Data items
-------
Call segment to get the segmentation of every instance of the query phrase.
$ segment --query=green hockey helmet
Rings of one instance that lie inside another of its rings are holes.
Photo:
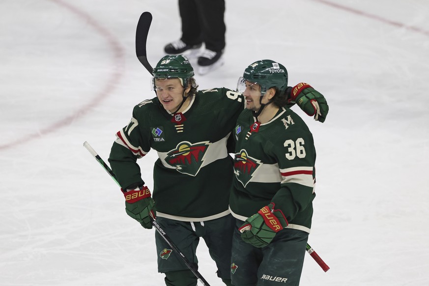
[[[183,55],[166,56],[156,64],[152,72],[153,84],[155,86],[156,79],[178,78],[182,85],[185,87],[189,82],[189,79],[194,76],[194,68],[189,60]]]
[[[282,94],[287,87],[287,70],[283,64],[271,59],[258,60],[244,70],[243,76],[238,80],[237,91],[244,92],[246,82],[259,85],[262,94],[271,87],[277,87]]]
-------
> Objective
Can you format every line of the rows above as a Markdown table with the columns n (row number) and Line, leaving out blank lines and keeping the pictures out of your answer?

> Output for this exercise
| n | Line |
|---|---|
| 1 | Call segment to get the segmentation of every instance of the query phrase. |
| 2 | $ segment --query=green hockey helmet |
| 3 | Rings of one instance that lie inside another of its rings are holes. |
| 4 | Photo: |
| 5 | [[[183,55],[166,56],[156,64],[152,72],[153,84],[155,86],[156,79],[178,78],[182,85],[185,87],[189,82],[189,79],[194,76],[194,68],[189,60]]] |
| 6 | [[[282,94],[287,87],[287,70],[283,64],[271,59],[258,60],[244,70],[243,76],[238,80],[237,91],[244,92],[246,82],[259,85],[262,94],[271,87],[277,87]]] |